[EXERCISE REQUIREMENTS]
Find every line below that contains the word "white", and copy each of those lines out in full.

[EXTRACTED INFORMATION]
——————
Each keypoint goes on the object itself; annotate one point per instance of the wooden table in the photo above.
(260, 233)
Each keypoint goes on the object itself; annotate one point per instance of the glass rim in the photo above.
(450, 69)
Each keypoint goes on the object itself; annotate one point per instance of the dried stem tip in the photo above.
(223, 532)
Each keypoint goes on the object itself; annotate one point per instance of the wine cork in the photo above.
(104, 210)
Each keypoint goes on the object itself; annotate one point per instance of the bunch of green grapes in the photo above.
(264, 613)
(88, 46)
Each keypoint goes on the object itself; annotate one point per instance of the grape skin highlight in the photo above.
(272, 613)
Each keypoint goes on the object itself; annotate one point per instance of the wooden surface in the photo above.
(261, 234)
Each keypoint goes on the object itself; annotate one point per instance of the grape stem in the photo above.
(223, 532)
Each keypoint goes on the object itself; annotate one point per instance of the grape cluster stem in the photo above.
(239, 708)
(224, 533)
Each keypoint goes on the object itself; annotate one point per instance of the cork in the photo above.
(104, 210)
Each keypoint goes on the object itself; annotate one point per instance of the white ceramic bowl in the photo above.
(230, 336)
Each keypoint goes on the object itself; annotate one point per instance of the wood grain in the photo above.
——————
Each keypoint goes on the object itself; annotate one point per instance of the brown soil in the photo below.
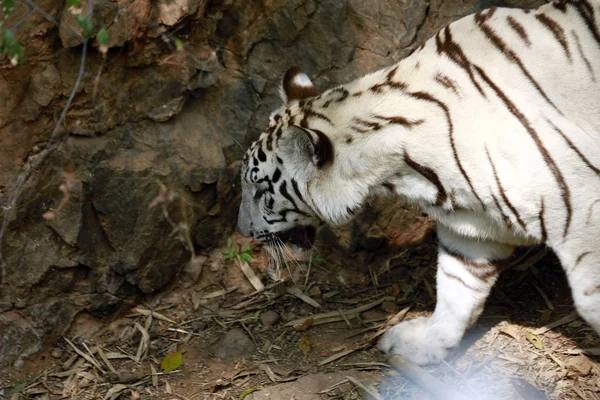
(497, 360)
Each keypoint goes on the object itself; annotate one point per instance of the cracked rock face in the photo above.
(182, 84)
——————
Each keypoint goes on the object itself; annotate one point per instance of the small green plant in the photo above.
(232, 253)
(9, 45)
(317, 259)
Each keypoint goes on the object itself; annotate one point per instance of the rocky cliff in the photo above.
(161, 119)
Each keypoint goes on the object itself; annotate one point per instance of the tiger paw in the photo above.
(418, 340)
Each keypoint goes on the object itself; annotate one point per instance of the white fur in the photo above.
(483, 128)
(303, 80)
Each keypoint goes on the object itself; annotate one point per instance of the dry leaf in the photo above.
——————
[WRITTEN ANSWER]
Each keypoint goes on the object itself; annotate one point per instance of the white ceramic bowl in the photo above.
Each keypoint goes on the object itself; annotate one point per instance of the white fur in the photo above.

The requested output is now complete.